- [Tasks and exercises]
1. Answer these from the passage on worker testing devices:
(a) Who heads the fatigue countermeasures program at NASA's Ames Research Center?
(b) How long does PMI Inc.'s eye test take?
(c) What is the eye's saccadic velocity?
2. Carry on the passage on worker testing devices, picking up after its final sentence.
*** Text under study Section Begins ***
Eye-reaction tests that measure the rate of eye movement and the reaction of the pupil to light.
Devices that use either approach can keep a computerized record of each worker’s performance and compare each new test to an individual average. None of them can determine exactly what has caused an abnormal or substandard result.
“I think all of these are interesting approaches,” said Mark Rosekind, head of the fatigue countermeasures program at NASA’s Ames Research Center in California. “The problem is, there’s no data to say one of these is better than the other.”
Other scientists disagree.
Martin Moore-Ede of Circadian Technologies Inc. in Cambridge, Mass., a prominent researcher in the field of biological clocks, has adopted the eye-reaction approach, using PMI Inc.’s 30-second eye test. The test measures involuntary eye reactions to light plus the eye’s saccadic velocity - the speed with which it follows a moving target.
“We’ve taken a look at many of them,” Moore-Ede said. “This was the one that struck me as superior in a number of ways.”
He said the eye functions measured by the device are affected by numerous physiological and psychological factors and can’t be consciously controlled by the person being tested. In contrast, he said, skill-based programs can be fooled, an assertion that is disputed by their manufacturers.
*** Text under study Section Ends ***
*** Information shown Section Begins ***
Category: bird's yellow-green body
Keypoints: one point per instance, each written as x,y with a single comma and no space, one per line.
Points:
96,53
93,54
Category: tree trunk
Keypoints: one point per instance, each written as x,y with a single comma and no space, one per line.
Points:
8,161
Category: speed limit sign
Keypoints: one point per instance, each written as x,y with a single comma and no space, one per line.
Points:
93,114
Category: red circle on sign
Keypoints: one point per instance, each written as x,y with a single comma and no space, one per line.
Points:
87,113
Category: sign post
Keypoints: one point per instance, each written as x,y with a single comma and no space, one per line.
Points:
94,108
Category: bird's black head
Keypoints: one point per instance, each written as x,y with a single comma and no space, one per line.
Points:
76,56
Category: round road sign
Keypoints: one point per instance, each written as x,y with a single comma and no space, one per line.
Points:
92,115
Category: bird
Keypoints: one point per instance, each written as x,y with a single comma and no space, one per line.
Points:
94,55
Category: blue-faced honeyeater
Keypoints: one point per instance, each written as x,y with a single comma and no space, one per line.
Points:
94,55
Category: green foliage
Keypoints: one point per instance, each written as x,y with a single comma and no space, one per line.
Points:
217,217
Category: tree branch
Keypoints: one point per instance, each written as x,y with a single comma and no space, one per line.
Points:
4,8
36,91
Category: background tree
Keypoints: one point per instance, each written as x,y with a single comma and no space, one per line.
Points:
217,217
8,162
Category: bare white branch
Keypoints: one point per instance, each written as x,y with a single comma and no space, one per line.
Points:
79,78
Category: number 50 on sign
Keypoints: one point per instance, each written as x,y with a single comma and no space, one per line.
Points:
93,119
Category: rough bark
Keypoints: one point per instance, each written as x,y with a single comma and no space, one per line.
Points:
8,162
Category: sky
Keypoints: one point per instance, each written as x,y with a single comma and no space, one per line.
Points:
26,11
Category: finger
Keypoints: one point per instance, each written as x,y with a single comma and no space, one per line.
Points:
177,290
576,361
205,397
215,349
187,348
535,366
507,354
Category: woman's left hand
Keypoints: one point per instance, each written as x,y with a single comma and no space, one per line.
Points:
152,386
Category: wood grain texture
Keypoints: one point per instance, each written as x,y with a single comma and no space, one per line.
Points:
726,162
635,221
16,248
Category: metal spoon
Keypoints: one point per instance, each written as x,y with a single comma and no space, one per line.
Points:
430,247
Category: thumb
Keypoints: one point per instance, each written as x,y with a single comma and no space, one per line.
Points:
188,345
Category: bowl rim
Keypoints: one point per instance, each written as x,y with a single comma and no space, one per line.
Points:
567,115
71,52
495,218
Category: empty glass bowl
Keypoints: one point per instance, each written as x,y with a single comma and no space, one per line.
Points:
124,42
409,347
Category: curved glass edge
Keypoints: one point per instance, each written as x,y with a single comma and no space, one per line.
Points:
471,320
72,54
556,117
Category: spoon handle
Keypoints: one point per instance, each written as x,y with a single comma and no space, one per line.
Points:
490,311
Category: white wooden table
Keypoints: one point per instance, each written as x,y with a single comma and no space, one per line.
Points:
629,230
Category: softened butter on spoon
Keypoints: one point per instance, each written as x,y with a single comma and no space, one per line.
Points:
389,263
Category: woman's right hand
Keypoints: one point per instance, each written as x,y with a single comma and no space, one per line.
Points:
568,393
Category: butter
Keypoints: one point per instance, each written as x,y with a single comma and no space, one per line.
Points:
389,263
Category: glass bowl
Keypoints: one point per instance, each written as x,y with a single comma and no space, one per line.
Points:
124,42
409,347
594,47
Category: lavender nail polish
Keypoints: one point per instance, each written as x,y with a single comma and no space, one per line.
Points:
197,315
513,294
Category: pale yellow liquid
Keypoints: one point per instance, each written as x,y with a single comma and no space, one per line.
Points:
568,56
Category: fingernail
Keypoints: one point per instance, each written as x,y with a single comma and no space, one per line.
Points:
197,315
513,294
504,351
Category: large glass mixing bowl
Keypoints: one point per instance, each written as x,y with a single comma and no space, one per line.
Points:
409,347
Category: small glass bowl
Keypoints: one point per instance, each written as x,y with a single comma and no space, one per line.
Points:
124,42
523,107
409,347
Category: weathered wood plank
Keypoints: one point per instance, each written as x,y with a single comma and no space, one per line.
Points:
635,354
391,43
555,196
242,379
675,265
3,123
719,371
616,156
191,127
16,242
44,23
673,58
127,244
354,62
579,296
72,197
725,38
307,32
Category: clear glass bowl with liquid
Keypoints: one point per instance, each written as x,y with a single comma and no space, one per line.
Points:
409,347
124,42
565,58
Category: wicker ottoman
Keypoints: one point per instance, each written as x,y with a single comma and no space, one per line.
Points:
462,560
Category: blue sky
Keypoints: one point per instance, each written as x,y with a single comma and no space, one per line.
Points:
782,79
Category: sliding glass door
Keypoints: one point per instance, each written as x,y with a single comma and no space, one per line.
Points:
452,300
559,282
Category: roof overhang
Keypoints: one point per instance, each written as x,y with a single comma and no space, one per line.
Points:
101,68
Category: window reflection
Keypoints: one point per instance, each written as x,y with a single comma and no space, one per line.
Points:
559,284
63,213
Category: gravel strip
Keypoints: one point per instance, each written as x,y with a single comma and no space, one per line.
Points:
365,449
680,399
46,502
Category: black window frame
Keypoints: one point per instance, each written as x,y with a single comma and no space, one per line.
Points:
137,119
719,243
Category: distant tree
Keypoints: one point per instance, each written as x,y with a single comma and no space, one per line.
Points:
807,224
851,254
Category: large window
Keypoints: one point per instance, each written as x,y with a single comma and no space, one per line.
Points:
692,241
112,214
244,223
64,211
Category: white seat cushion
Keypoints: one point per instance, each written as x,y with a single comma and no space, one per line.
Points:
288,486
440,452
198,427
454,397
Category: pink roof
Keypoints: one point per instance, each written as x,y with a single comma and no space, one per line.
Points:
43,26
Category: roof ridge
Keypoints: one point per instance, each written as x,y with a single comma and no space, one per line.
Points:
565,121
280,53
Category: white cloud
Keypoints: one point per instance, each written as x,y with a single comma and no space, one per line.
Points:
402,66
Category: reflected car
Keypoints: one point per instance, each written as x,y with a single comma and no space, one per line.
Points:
*** Information shown Section Ends ***
- [Outputs for the tasks]
1.
(a) Mark Rosekind
(b) 30 seconds
(c) The speed with which the eye follows a moving target

2.
PMI, of Rockville, Md., is one of several companies marketing a commercial version of such eye tests. Its product has undergone extensive validation studies, including research at an Alcoa Aluminum plant in Texas, a Federal Railroad Administration fatigue study, and a fatigue study of soldiers in combat conducted at Walter Reed Army Medical Center.
Other companies, such as Performance Factors Inc. of Alameda, Calif., have focused on skill testing. Performance Factors markets Factor 1000, an eye-hand coordination test that can operate on any IBM-compatible computer. Using a control panel with a knob, a subject attempts to hold steady a pointer on the screen that appears to move randomly.
Eventually the movement of the pointer exceeds the subject’s ability to control it. Once each worker establishes an individual base line over several days, the test can detect when psychomotor performance capabilities are impaired.
Civil liberties groups support fitness-for-duty tests because they do not involve invasion of individual privacy. The American Civil Liberties Union says those tests get to the heart of the issue: whether a person can safely perform a task, not whether the individual has violated a law.
Some scientists say more work needs to be done before the testing devices come into widespread use.
Kirby Gilliland and Robert E. Schlegel, of the University of Oklahoma, in a 1993 report for the Federal Aviation Administration, said “numerous issues” need to be addressed, including more research to determine what factors best predict readiness to perform, as well as the possible hidden costs of such testing.
But the key problem with fitnessfor-duty tests is that, so far, they measure only a worker’s condition at the beginning of a shift. There is no technology to continuously rate a person’s fitness during work periods.
“The technology, as far as it goes, appears to be valid,” said William Keppen, a vice president with the Brotherhood of Locomotive Engineers who has spent more than a decade working on fatigue issues. “But the concern is, it really only measures an individual’s state when he comes to work.”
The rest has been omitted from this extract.